Extrait à lire –
====

Questionné à ce sujet à l’Assemblée nationale, François Legault a affirmé ne pas regretter ses propos qu’il juge mal interprétés. Le chef du centre maintient que son objectif est d’augmenter le salaire moyen, une «obsession» pour lui, avoue-t-il publiquement.

L’immigration pour augmenter le salaire moyen?

Selon Miguel Ouellette, économiste et chef des opérations à l’Institut économique de Montréal, la déclaration du Premier ministre québécois est «une insulte aux travailleurs honnêtes». Non seulement le Québec aurait besoin d’immigrés gagnant moins de 56.000 dollars canadiens, mais plus de 50% des Québécois ont un revenu annuel inférieur à ce seuil, souligne-t-il. L’économiste estime également que la moyenne des salaires n’est pas un bon indice pour mesurer la santé économique de la province, suggérant plutôt d’utiliser la médiane.

«L’immigration fait partie de la solution au problème de la pénurie de main-d’œuvre. D’ailleurs, plusieurs secteurs réclament actuellement des travailleurs non qualifiés dont les salaires ne seront pas si élevés.»

====

Libellés des points d'objet:
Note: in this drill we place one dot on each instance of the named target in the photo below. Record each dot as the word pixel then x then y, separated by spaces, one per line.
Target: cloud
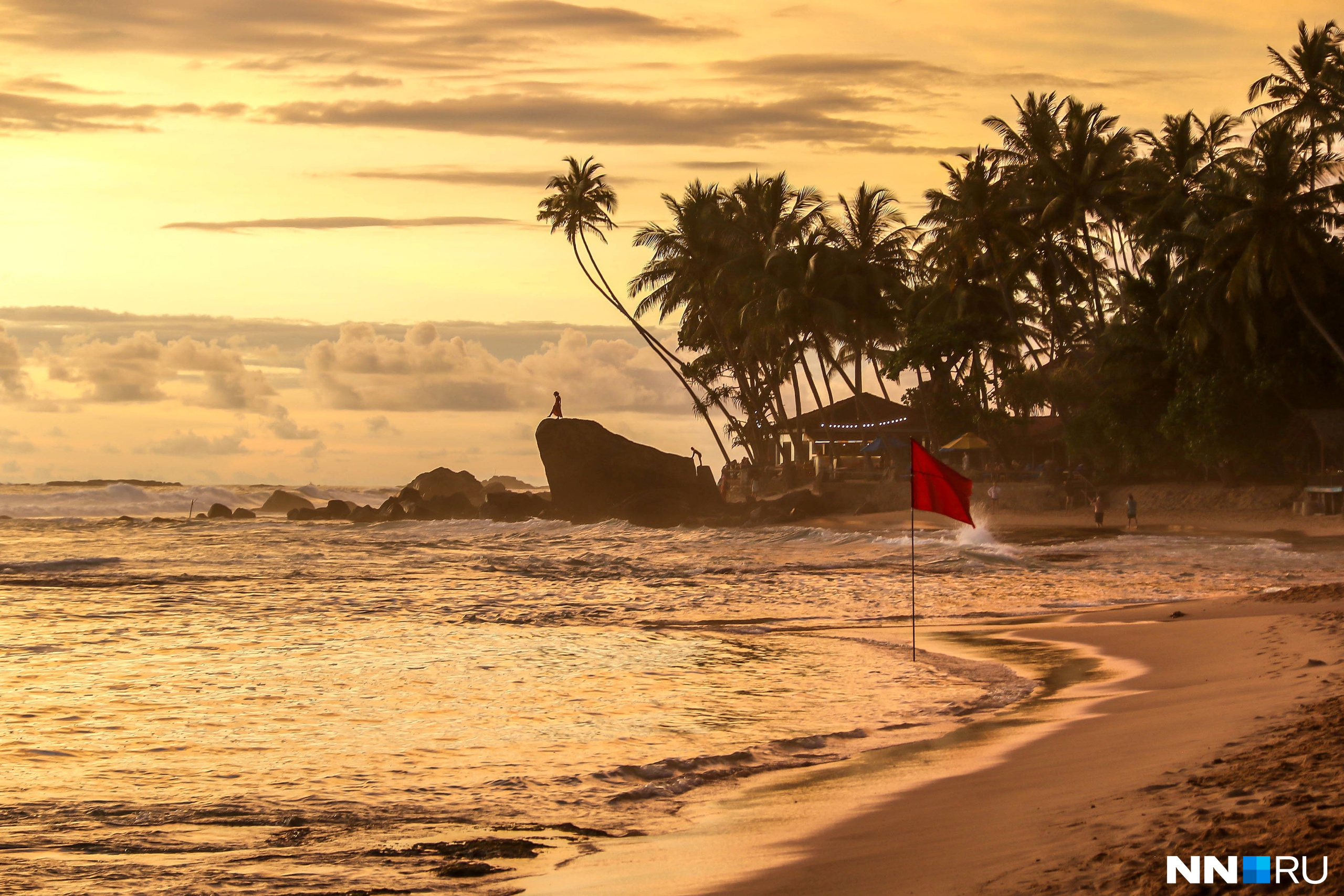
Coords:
pixel 847 69
pixel 904 150
pixel 337 224
pixel 424 371
pixel 10 444
pixel 191 445
pixel 132 368
pixel 457 175
pixel 14 382
pixel 267 343
pixel 381 426
pixel 20 112
pixel 560 116
pixel 289 33
pixel 284 428
pixel 45 85
pixel 356 80
pixel 719 166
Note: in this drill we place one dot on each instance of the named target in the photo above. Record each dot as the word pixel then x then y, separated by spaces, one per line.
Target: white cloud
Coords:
pixel 424 371
pixel 11 444
pixel 133 368
pixel 191 445
pixel 14 382
pixel 284 426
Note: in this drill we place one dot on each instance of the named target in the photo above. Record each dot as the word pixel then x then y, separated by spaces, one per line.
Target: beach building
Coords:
pixel 854 428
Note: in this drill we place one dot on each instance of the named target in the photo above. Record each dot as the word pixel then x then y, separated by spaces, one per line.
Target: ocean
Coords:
pixel 277 707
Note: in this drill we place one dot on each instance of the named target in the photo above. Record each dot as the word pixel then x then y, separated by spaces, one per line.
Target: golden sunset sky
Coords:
pixel 380 162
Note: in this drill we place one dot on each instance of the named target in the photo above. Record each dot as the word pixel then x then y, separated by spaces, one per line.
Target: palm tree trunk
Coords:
pixel 1092 276
pixel 654 343
pixel 1320 328
pixel 826 375
pixel 807 371
pixel 877 373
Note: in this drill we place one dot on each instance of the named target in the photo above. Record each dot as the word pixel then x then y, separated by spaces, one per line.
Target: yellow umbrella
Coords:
pixel 965 442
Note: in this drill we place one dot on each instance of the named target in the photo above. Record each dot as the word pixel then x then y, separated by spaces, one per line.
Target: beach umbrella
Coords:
pixel 965 442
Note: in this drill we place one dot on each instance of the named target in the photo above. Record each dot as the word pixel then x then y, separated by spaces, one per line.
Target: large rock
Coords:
pixel 597 475
pixel 514 507
pixel 286 501
pixel 445 483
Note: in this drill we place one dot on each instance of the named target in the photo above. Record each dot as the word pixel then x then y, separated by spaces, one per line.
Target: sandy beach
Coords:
pixel 1210 730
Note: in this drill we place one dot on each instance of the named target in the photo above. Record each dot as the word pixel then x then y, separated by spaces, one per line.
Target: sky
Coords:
pixel 289 241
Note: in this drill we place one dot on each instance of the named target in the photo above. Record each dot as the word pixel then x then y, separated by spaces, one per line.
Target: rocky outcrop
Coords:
pixel 445 483
pixel 597 475
pixel 335 510
pixel 286 501
pixel 514 507
pixel 507 483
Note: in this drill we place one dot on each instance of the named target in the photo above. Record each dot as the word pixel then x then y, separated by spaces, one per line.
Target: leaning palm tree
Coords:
pixel 581 203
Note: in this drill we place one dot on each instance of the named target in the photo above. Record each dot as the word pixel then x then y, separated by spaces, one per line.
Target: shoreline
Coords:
pixel 1011 813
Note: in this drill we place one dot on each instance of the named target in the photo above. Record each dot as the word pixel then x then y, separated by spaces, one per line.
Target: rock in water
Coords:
pixel 286 501
pixel 597 475
pixel 514 507
pixel 447 483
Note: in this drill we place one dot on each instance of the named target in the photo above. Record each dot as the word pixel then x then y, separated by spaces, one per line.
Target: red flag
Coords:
pixel 937 487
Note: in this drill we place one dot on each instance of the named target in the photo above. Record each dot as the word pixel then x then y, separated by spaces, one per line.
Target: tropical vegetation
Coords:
pixel 1174 294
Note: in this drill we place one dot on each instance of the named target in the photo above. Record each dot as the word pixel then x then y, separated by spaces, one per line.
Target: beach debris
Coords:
pixel 468 849
pixel 467 870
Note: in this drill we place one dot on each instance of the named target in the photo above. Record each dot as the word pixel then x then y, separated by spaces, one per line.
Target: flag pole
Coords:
pixel 911 555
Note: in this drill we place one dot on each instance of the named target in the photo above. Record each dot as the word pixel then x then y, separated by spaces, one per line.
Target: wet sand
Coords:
pixel 1182 749
pixel 1035 525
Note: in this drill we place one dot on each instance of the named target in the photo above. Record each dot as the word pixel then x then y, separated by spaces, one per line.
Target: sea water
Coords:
pixel 260 705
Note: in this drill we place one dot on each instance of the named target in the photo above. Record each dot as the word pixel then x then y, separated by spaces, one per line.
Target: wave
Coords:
pixel 123 499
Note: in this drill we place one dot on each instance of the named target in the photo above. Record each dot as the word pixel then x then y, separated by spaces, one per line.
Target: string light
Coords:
pixel 860 426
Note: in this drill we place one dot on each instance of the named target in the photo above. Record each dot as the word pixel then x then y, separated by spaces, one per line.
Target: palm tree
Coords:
pixel 1307 92
pixel 581 203
pixel 870 265
pixel 1273 242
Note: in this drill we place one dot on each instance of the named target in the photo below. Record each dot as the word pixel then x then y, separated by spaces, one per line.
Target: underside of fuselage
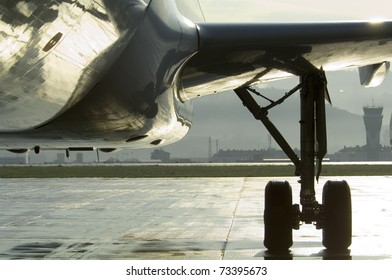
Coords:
pixel 92 75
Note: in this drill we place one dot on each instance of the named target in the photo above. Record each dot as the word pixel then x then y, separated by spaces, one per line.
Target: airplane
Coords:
pixel 104 75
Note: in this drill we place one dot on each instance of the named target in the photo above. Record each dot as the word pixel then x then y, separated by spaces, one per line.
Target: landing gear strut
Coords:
pixel 333 216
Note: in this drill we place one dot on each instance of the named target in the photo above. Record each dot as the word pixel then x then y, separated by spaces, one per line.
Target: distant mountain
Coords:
pixel 223 117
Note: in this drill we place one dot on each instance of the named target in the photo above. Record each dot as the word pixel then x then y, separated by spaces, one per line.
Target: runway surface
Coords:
pixel 197 218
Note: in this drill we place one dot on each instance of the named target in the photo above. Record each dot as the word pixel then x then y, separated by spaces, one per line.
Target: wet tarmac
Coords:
pixel 186 219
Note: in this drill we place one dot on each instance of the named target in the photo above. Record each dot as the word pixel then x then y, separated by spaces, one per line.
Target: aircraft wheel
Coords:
pixel 337 230
pixel 278 214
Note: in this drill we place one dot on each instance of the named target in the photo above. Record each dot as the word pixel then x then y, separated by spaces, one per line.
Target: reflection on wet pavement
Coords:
pixel 197 218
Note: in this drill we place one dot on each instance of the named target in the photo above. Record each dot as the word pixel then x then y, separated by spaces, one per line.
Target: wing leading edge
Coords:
pixel 234 55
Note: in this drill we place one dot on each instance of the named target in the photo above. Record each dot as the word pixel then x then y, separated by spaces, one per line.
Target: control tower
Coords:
pixel 373 120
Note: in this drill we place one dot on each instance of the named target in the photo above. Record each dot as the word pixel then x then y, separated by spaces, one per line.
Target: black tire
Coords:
pixel 278 233
pixel 337 230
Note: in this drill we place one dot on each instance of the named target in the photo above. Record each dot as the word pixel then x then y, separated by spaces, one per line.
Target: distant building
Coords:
pixel 60 159
pixel 373 120
pixel 79 158
pixel 249 155
pixel 12 160
pixel 161 155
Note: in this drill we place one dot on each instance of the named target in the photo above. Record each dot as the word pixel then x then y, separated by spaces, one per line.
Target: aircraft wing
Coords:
pixel 234 55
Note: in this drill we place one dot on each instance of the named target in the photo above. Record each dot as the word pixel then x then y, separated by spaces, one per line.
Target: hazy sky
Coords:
pixel 299 10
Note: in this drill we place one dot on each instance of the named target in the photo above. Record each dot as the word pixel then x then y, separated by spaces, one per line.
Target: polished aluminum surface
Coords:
pixel 186 218
pixel 92 73
pixel 109 74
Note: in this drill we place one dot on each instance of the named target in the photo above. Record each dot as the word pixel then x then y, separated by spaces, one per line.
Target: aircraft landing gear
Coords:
pixel 333 216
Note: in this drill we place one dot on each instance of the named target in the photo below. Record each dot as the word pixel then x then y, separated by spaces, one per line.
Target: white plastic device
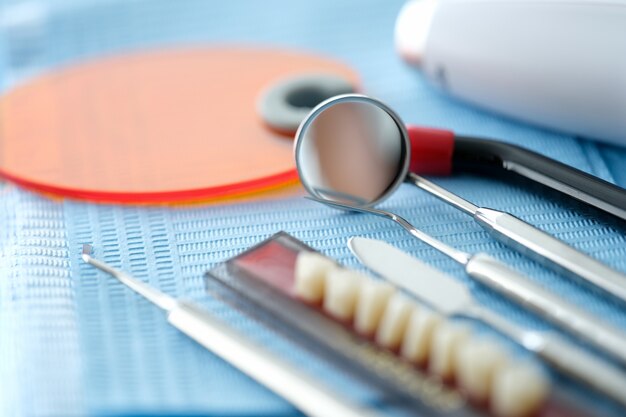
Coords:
pixel 556 63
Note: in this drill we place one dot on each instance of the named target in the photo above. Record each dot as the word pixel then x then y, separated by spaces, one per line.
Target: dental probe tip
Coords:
pixel 87 250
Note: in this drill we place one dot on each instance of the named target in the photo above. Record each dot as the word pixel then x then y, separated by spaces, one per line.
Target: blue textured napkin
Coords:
pixel 74 342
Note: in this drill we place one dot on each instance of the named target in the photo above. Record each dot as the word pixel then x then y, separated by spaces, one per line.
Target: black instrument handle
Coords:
pixel 480 154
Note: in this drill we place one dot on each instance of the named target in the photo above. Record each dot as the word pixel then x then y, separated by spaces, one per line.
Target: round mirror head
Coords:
pixel 352 149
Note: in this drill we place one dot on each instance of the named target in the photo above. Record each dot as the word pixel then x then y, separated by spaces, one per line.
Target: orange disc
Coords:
pixel 153 127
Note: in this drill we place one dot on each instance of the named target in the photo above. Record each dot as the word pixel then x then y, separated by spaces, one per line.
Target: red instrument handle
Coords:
pixel 431 150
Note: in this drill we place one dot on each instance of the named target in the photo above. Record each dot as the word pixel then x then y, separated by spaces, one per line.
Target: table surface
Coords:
pixel 73 342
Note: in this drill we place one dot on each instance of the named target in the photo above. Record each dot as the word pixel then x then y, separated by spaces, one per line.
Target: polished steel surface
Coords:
pixel 450 297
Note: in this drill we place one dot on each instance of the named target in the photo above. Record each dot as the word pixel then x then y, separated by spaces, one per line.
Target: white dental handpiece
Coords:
pixel 557 63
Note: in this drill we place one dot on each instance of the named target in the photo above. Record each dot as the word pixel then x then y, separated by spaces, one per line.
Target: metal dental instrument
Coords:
pixel 355 149
pixel 518 288
pixel 301 390
pixel 450 297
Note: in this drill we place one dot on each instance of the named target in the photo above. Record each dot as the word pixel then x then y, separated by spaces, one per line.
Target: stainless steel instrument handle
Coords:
pixel 576 362
pixel 298 388
pixel 522 290
pixel 551 251
pixel 562 354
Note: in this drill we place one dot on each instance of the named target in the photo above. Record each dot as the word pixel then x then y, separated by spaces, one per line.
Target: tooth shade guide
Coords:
pixel 312 320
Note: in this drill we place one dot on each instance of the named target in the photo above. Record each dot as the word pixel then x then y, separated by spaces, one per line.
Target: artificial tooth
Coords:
pixel 418 335
pixel 477 361
pixel 518 390
pixel 310 275
pixel 394 320
pixel 372 300
pixel 445 342
pixel 341 292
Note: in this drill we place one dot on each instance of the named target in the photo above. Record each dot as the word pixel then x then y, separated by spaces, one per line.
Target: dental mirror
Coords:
pixel 352 149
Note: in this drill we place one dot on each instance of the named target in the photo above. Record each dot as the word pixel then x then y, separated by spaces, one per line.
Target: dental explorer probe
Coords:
pixel 517 287
pixel 284 379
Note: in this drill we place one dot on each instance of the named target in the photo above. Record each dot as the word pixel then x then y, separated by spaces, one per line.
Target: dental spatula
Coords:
pixel 518 288
pixel 301 390
pixel 445 294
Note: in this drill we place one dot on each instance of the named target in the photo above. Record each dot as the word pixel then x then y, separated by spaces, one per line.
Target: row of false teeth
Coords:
pixel 480 367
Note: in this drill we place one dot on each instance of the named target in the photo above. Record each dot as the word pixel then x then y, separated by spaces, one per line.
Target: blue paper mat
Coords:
pixel 73 342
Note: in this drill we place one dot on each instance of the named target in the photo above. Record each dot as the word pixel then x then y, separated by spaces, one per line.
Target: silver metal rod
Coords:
pixel 535 243
pixel 560 353
pixel 442 193
pixel 303 391
pixel 162 300
pixel 459 256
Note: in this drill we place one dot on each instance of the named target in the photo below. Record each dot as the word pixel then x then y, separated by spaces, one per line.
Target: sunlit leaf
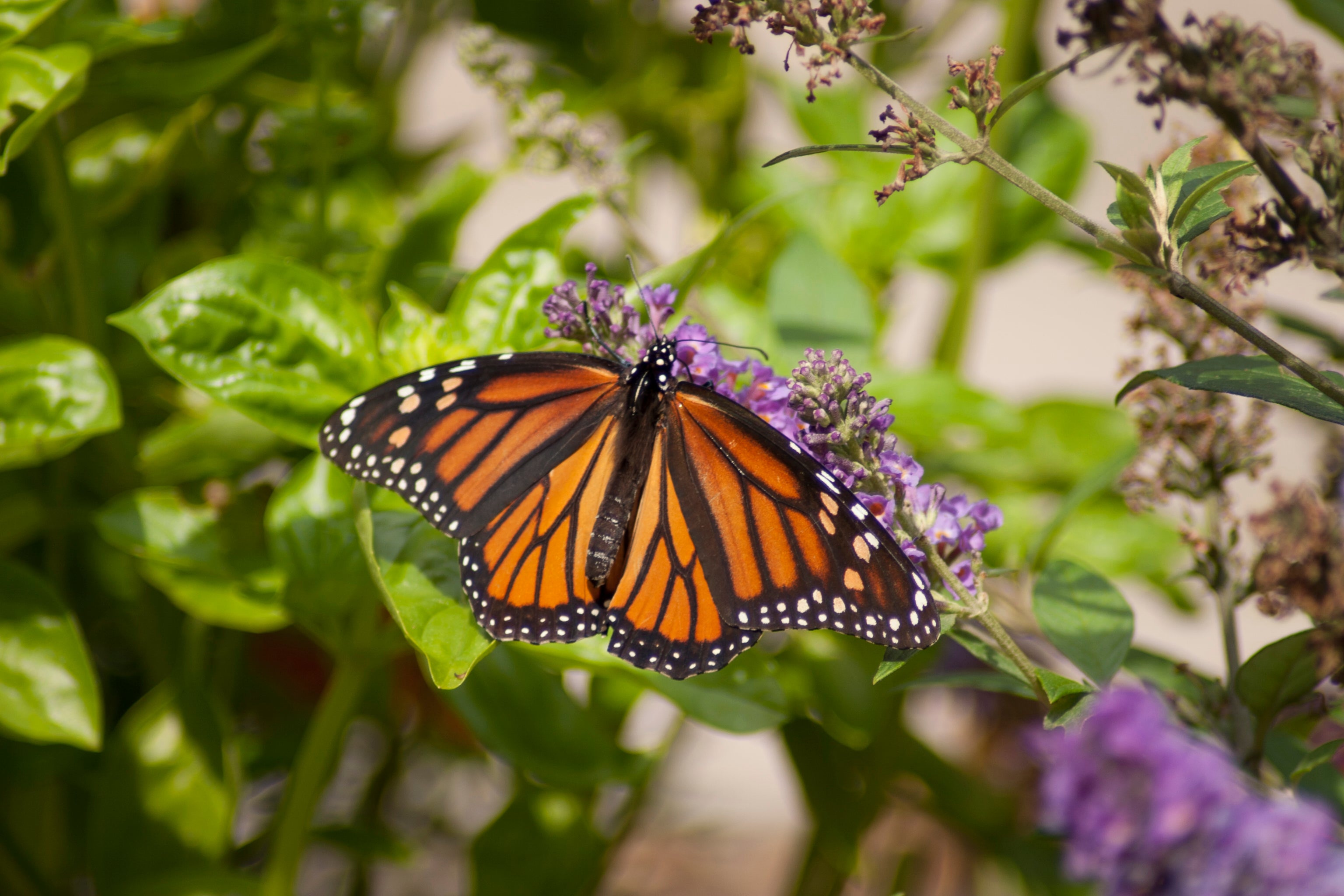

====

À faire –
[1] Quelles lignes de la liste contiennent le mot « umbrella » ? Affichez-les toutes, sans rien y changer.
[2] Pouvez-vous prolonger l'extrait sur François Legault, l'immigration et le salaire moyen, à partir de sa dernière phrase ?

Réponses par tâche –
[1]
Target: yellow umbrella
Target: beach umbrella

[2]
Le titulaire d’une maîtrise en économie de l’Université de Toronto nuance toutefois: «L’immigration n’est pas non plus un remède miracle. Les milliers de nouveaux entrants qui vont arriver demain vont créer une hausse de la demande pouvant engendrer un déplacement de la pénurie.»

Depuis plusieurs années, le Conseil du patronat et divers milieux d’affaires pressent les gouvernements québécois successifs d’augmenter le nombre de travailleurs étrangers accueillis chaque année. Une demande toujours contestée par des élus et chroniqueurs de tendance nationaliste pour qui «l’immigration massive» met en péril l’identité québécoise et la survie du français. Certains observateurs parlent même d’une «fumisterie» ou d’un «mythe» pour qualifier ce qui serait un faux manque de personnel. Soulignons que chaque année, le Québec reçoit en moyenne 50.000 nouveaux arrivants, alors que sa population est aujourd’hui de 8,5 millions d’habitants.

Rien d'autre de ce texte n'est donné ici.